■ Reading text ■
(begin)
Cristina López & Natalie Martinez at Media Matters have the full investigative story.

SpooOOooky Art.

Illustration from Spectropia, or, surprising spectral illusions showing ghosts everywhere and of any colour by J. H. Brown (1864) (via Wikimedia).

The 1864 Spectropia used optical illusions to manifest ghosts in Victorian homes, and was designed to attack the quackery of Spiritualism. You can read and see more here.

“Hallowe’en morning” (John O. Winsch, 1914) (via Special Collections Department, Postcard Collection, Enoch Pratt Free Library).

Look, witches were into biofuel! :D Hyperallergic has a host of entertaining vintage Halloween Cards.

On the more serious side, today marks the opening of a new exhibition of Cornell University’s Witchcraft Collection:

Image from the Cornell University Witchcraft Collection (courtesy Cornell University Library).

You can read and see much more at Hyperallergic. It’s the largest witchcraft collection in North America, and will run through August of 2018.

Trick or Tweet!

© C. Ford.

Oh, the right wing. So very gullible. You can make up anything, and they will swallow it whole so quickly, you wouldn’t have time to blink. There is such a twitchy desperation to believe anything negative about their self-defined enemies, they lie in wait, ready to pounce, on anything.

An anonymous but popular comedian on Twitter who tweets under the username “Krang T Nelson”—an homage to a cartoon character in “Teenage Mutant Ninja Turtles”—was suspended from Twitter after posting a satirical status mocking conservative fearmongering around a series of demonstrations organized by Refuse Fascism, a group separate from Antifa, scheduled for November 4. The user tweeted:

Screengrab.

Twitter suspended the Krang T Nelson account after the post was reported by conservatives who believed the tweet was serious. Fellow Twitter comedian Tom Bloke then copied and pasted the since-removed tweet to his own profile to show solidarity. It didn’t take long for the worst right-wing pundits to seize the opportunity to embarrass themselves.

The Gateway Pundit’s White House reporter Lucian Wintrich reported on the satirical tweet reposted by Bloke as if it was a serious threat of “anti-white racism” against “white parents” and “small business owners.”  Wintrich also identified Bloke as “one of the leaders of the domestic terrorist group ANTIFA,” which is a lie.

The Gateway Pundit went on and on about Antifa, not caring one whit that they were taken in. They have a graphic comparing Nazis to Antifa, and note:

Primarily comprised of white, pale-skinned, stick-thin men, and obese pimple-ridden women, Antifa hide behind masks to both disguise their grotesque appearances and to feel “united” with the others in their group.
(end)
■ Given request A ■
For each statement about the blog post, answer yes or no and quote the exact words of the post that decide it: (i) Spectropia was designed to attack the quackery of Spiritualism; (ii) the Cornell witchcraft exhibition will run through August of 2019; (iii) Refuse Fascism is a group within Antifa.
■ Given request B ■
Return the passage of the blog post from "You can read and see much" up to and including "Screengrab.", copied without any changes.
The rows that come next are drawn from a different source than the blog post.

■ Supplied records ■
(begin)
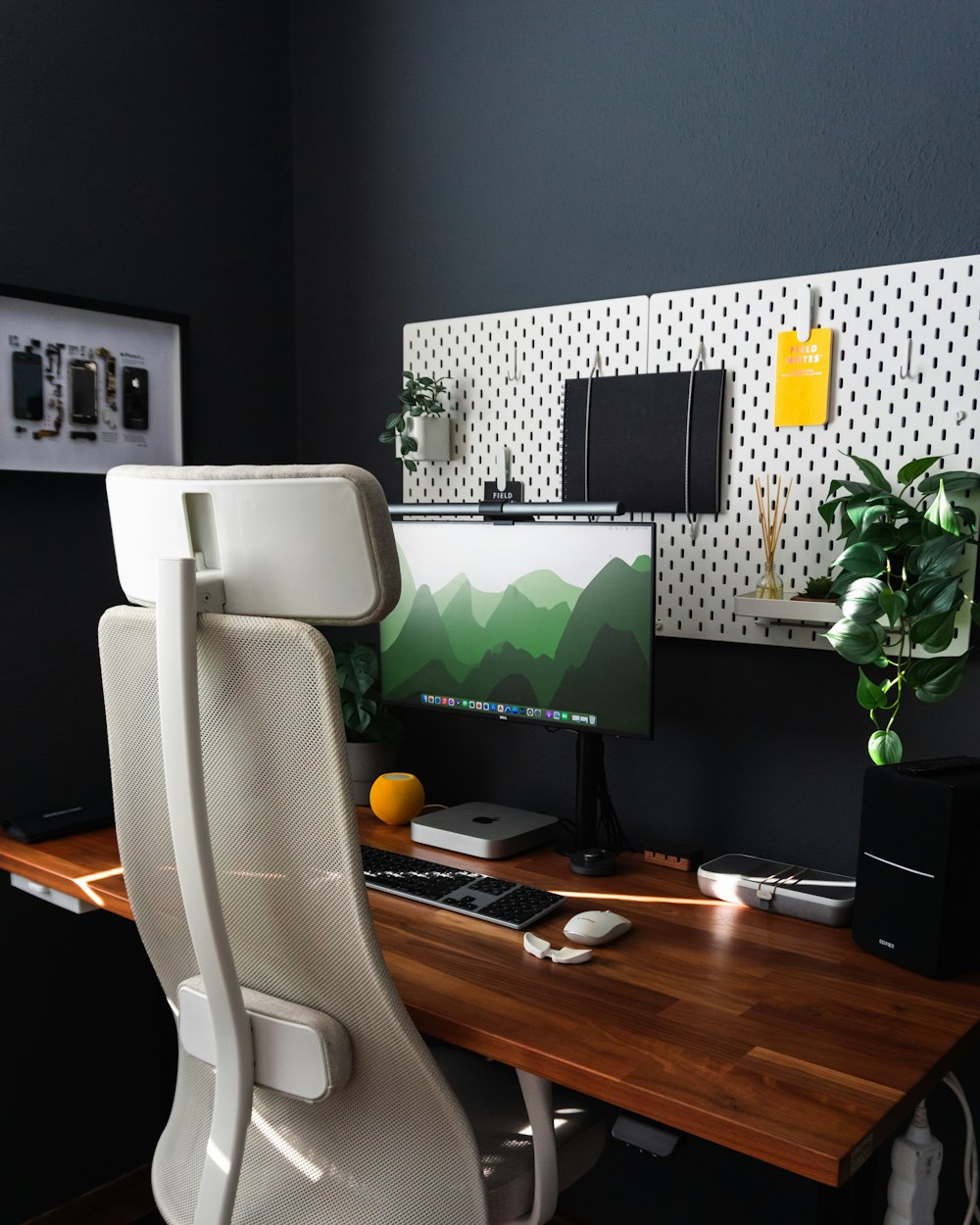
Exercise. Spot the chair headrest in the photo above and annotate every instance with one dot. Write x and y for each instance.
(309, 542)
(end)
(begin)
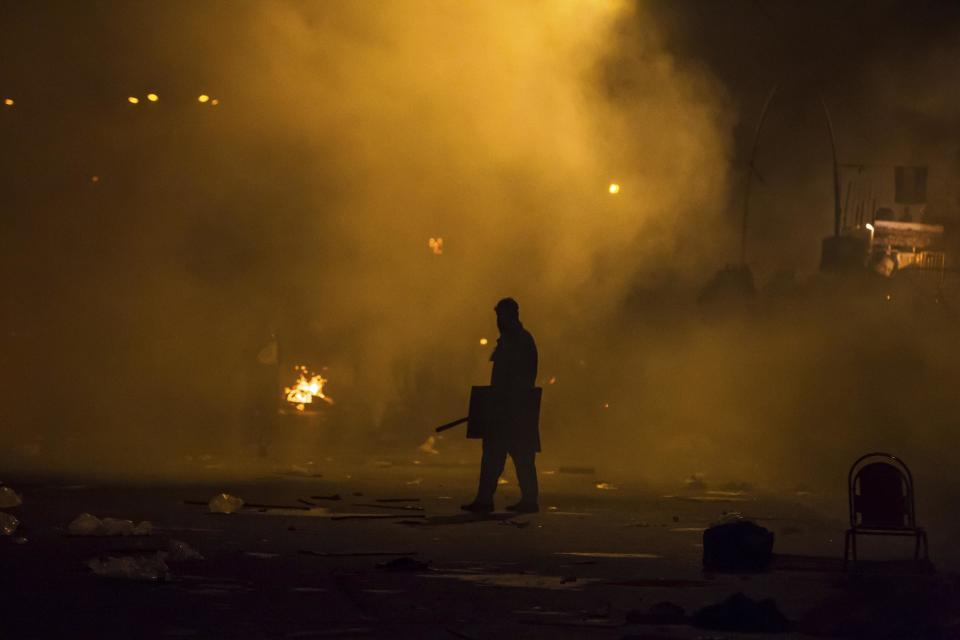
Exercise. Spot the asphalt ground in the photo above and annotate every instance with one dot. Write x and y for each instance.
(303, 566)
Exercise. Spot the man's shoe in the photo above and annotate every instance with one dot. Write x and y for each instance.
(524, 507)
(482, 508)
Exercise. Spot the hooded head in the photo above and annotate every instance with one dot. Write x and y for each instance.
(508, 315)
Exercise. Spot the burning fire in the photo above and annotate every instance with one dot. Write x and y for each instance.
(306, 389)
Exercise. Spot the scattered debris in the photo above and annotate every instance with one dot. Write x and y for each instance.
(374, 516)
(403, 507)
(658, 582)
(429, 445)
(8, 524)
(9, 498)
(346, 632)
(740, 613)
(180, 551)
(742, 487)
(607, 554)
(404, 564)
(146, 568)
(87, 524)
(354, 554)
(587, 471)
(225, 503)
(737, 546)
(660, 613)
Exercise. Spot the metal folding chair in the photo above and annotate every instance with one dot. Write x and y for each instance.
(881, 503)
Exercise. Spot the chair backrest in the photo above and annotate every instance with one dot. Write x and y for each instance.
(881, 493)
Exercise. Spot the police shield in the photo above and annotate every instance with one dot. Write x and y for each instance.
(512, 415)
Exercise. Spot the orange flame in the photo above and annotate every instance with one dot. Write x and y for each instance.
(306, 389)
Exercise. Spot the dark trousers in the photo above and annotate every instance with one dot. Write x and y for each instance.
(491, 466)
(end)
■ Result A ■
(i) Yes: "was designed to attack the quackery of Spiritualism"
(ii) No: "will run through August of 2018"
(iii) No: "a group separate from Antifa"

■ Result B ■
You can read and see much more at Hyperallergic. It’s the largest witchcraft collection in North America, and will run through August of 2018.

Trick or Tweet!

© C. Ford.

Oh, the right wing. So very gullible. You can make up anything, and they will swallow it whole so quickly, you wouldn’t have time to blink. There is such a twitchy desperation to believe anything negative about their self-defined enemies, they lie in wait, ready to pounce, on anything.

An anonymous but popular comedian on Twitter who tweets under the username “Krang T Nelson”—an homage to a cartoon character in “Teenage Mutant Ninja Turtles”—was suspended from Twitter after posting a satirical status mocking conservative fearmongering around a series of demonstrations organized by Refuse Fascism, a group separate from Antifa, scheduled for November 4. The user tweeted:

Screengrab.